> **Tugas 1**:
Jawablah pertanyaan berikut dari teks bacaan tentang film ini:
(a) Dengan teknik apa satu adegan diambil?
(b) Siapa yang memerankan Sang Komandan?
(c) Selain Idris Elba, pemeran siapa lagi yang disebut aktingnya kuat?
> **Tugas 2**: Sebutkan semua sifat yang dipakai teks bacaan tentang film ini untuk menggambarkan penampilan Idris Elba sebagai Sang Komandan.

> **Teks Bacaan**:
▼▼▼
Penceritaan yang baik ini kemudian
dibalut dengan sinematografi yang mampu menangkap semua aspek penting yang
membantu menciptakan nuansa perang psikologis juga perang secara fisik.
Fukunaga tidak segan-segan menampilkan kebrutalan Agu dan rekan-rekannya saat
menyerang, bahkan ada satu adegan yang diambil dengan teknik single
continuous shot, selain permainan warna yang bernuansa puitis.
Elemen terbaik lain dari film ini
ialah kekuatan akting para pemerannya, terutama Idris Elba dan Abraham Attah.
Idris Elba yang berperan sebagai Sang Komandan tampil kharismatik sekaligus
berhati busuk, simpatik sekaligus menyeramkan, lembut namun penuh kebencian.
Rasanya memang hanya Elba saja yang bisa memerankan karakter sekomplek ini.
▲▲▲
> **Cuplikan Data**:
▼▼▼
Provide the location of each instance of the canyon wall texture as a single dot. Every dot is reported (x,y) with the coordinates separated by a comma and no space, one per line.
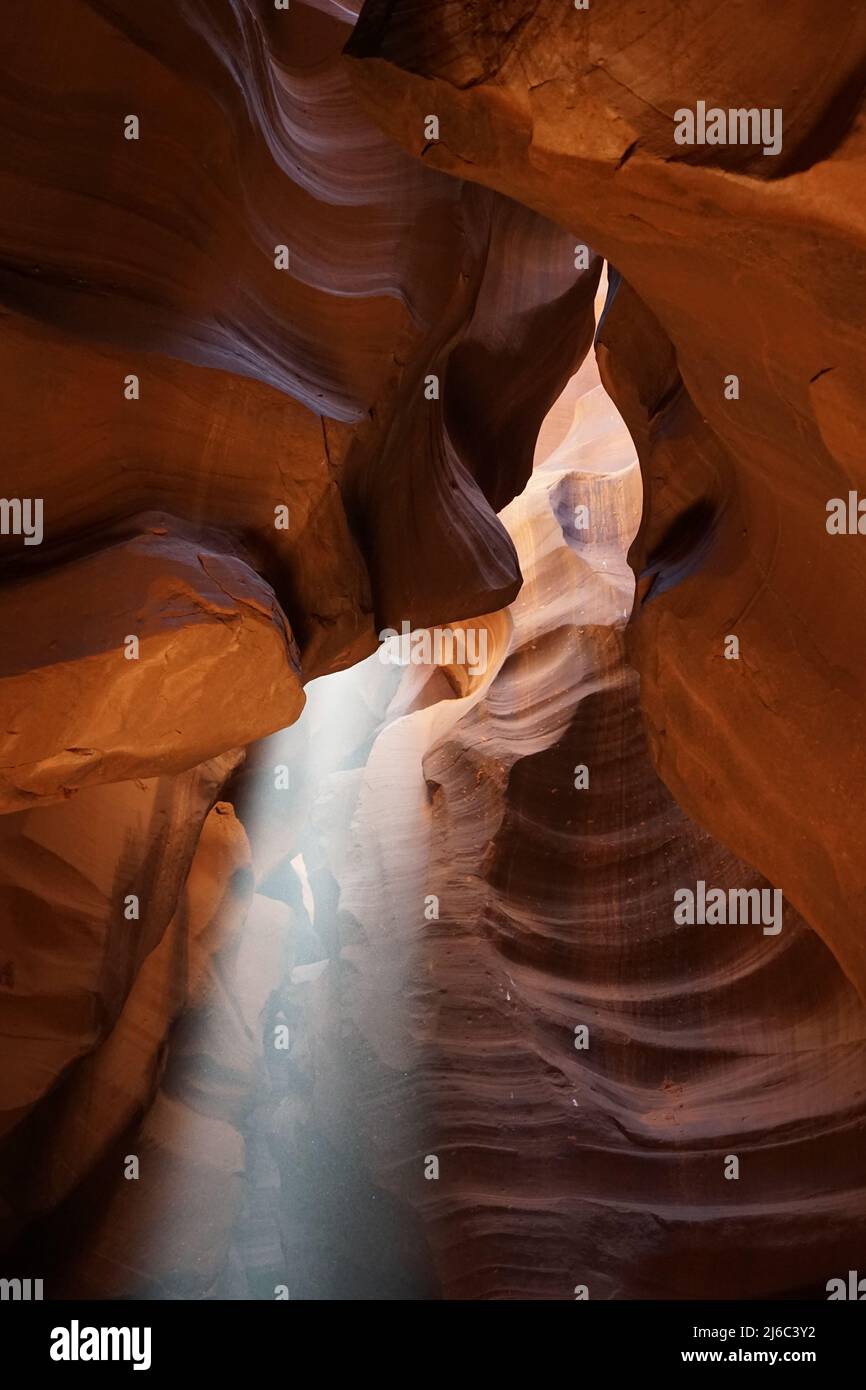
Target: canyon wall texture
(330,977)
(731,263)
▲▲▲
> **Hasil Latihan 1**:
(a) Teknik single continuous shot.
(b) Idris Elba.
(c) Abraham Attah.

> **Hasil Latihan 2**: Kharismatik, berhati busuk, simpatik, menyeramkan, lembut, penuh kebencian.